Task 1:
In the news report on the Taliban's return to Kabul, how many wounded people does the aid group Emergency say were brought to its hospital in Kabul?
Task 2:
Reproduce the passage of the news report on the Taliban's return to Kabul from "Aid group Emergency" to "with life-threatening injuries.".

*** Opening Text section ***

Taliban return to power as president and diplomats flee Kabul
By Reuters
Kabul: Taliban insurgents were returning to power in Kabul on Monday after a military advance across Afghanistan as U.S-led forces departed, and Western nations stepped up efforts to evacuate their citizens from the capital.
President Ashraf Ghani fled the country on Sunday as the Islamist militants entered the city, saying he wanted to avoid bloodshed. A Taliban spokesman said the war is over and the Afghan people will soon learn what form the new regime will take.
In Washington, opponents of President Joe Biden’s decision to end America’s longest war, launched after the Sept. 11, 2001, attacks, said the chaos was caused by a failure of leadership as more U.S. troops were deployed to help rescue U.S. civilians.
Overnight, the focus was Kabul airport, where hundreds of desperate Afghans seeking to flee the country were waiting for flights, some dragging luggage across runways in the dark.
A source at the airport said some scuffles broke out among people unable to get a place as departures were halted.
Local television 1TV reported that multiple explosions were heard in the capital after dark, but the city was largely quiet during the day on Sunday.
Aid group Emergency said 80 wounded people had been brought to its hospital in Kabul, which was at capacity, and that it was only admitting people with life-threatening injuries.
It was not yet clear where Ghani was headed or how exactly power would be transferred following the Taliban’s lightning sweep across Afghanistan. The spokesman for the Taliban’s political office told Al Jazeera television that the group wants good relations with the international community.
Al Jazeera earlier showed footage of what it said were Taliban commanders in the presidential palace with dozens of armed fighters.
In a Facebook post, Ghani said he had left the country to avoid clashes with the Taliban that would endanger millions of residents of Kabul. He did not say where he was.
Some local social media users in Kabul branded Ghani a coward for leaving them in chaos.
American diplomats were flown by helicopter to the airport from their embassy in the fortified Wazir Akbar Khan district as Afghan forces, trained for years and equipped by the United States and others at a cost of billions of dollars, melted away.

*** Closing Text section ***
*** Opening Given data ***

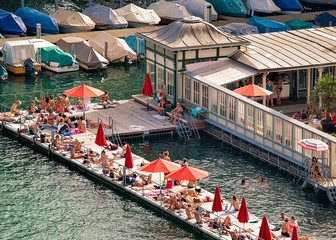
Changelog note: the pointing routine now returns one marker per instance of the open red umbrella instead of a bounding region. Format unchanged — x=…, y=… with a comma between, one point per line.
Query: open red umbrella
x=295, y=235
x=217, y=203
x=83, y=91
x=128, y=158
x=265, y=232
x=100, y=137
x=253, y=91
x=187, y=173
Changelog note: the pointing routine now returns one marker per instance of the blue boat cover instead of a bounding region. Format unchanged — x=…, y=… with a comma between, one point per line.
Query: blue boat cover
x=234, y=8
x=288, y=5
x=31, y=17
x=11, y=24
x=265, y=25
x=132, y=41
x=325, y=20
x=239, y=29
x=299, y=24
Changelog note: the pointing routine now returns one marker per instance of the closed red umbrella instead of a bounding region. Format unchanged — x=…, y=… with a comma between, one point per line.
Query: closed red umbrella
x=265, y=232
x=243, y=213
x=128, y=158
x=100, y=138
x=217, y=203
x=295, y=235
x=187, y=173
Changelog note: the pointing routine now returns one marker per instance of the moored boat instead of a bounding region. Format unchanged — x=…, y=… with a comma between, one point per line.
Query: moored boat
x=88, y=58
x=31, y=17
x=11, y=24
x=234, y=8
x=105, y=17
x=137, y=16
x=71, y=21
x=117, y=50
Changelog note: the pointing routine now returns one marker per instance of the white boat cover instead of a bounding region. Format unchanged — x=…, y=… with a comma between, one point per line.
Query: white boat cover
x=18, y=51
x=264, y=6
x=117, y=47
x=169, y=10
x=196, y=8
x=133, y=13
x=83, y=52
x=73, y=20
x=220, y=72
x=105, y=17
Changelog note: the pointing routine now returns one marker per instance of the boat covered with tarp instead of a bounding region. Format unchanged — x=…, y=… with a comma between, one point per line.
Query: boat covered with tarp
x=297, y=23
x=71, y=21
x=169, y=11
x=262, y=7
x=240, y=29
x=11, y=24
x=105, y=17
x=234, y=8
x=53, y=58
x=289, y=6
x=87, y=57
x=196, y=8
x=117, y=48
x=137, y=16
x=325, y=20
x=265, y=25
x=31, y=17
x=132, y=41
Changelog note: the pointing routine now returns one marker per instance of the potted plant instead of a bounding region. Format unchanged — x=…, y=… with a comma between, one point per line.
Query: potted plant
x=325, y=92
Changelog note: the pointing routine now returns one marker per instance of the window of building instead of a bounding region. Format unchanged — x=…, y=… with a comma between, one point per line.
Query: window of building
x=187, y=88
x=250, y=117
x=205, y=96
x=196, y=92
x=159, y=78
x=222, y=104
x=170, y=83
x=232, y=108
x=259, y=121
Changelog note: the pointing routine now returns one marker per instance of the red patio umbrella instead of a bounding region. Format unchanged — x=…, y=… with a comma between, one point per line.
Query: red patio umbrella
x=147, y=89
x=295, y=235
x=217, y=203
x=128, y=158
x=187, y=173
x=265, y=232
x=83, y=91
x=253, y=90
x=100, y=137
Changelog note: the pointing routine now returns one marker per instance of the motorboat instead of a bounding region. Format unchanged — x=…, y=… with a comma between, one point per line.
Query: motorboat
x=105, y=17
x=31, y=17
x=71, y=21
x=19, y=58
x=53, y=58
x=88, y=58
x=265, y=25
x=234, y=8
x=262, y=7
x=11, y=24
x=169, y=11
x=117, y=49
x=196, y=8
x=137, y=16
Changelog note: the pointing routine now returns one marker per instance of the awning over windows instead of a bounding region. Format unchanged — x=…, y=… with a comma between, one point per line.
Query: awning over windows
x=220, y=72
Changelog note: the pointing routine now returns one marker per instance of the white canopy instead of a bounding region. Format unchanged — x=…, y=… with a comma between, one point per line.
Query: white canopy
x=133, y=13
x=220, y=72
x=117, y=47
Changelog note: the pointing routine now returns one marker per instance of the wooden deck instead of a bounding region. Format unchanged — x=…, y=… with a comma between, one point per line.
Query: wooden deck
x=129, y=113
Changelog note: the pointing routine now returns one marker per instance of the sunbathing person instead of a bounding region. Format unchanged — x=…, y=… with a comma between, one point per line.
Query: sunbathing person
x=14, y=109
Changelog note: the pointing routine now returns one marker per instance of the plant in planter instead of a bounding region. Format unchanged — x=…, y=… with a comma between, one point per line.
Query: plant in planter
x=325, y=91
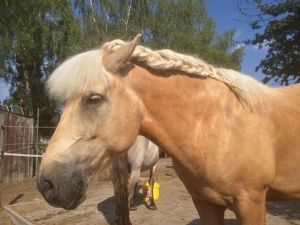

*** Closing Given data ***

Solution 1:
Emergency said 80 wounded people had been brought to its hospital.

Solution 2:
Aid group Emergency said 80 wounded people had been brought to its hospital in Kabul, which was at capacity, and that it was only admitting people with life-threatening injuries.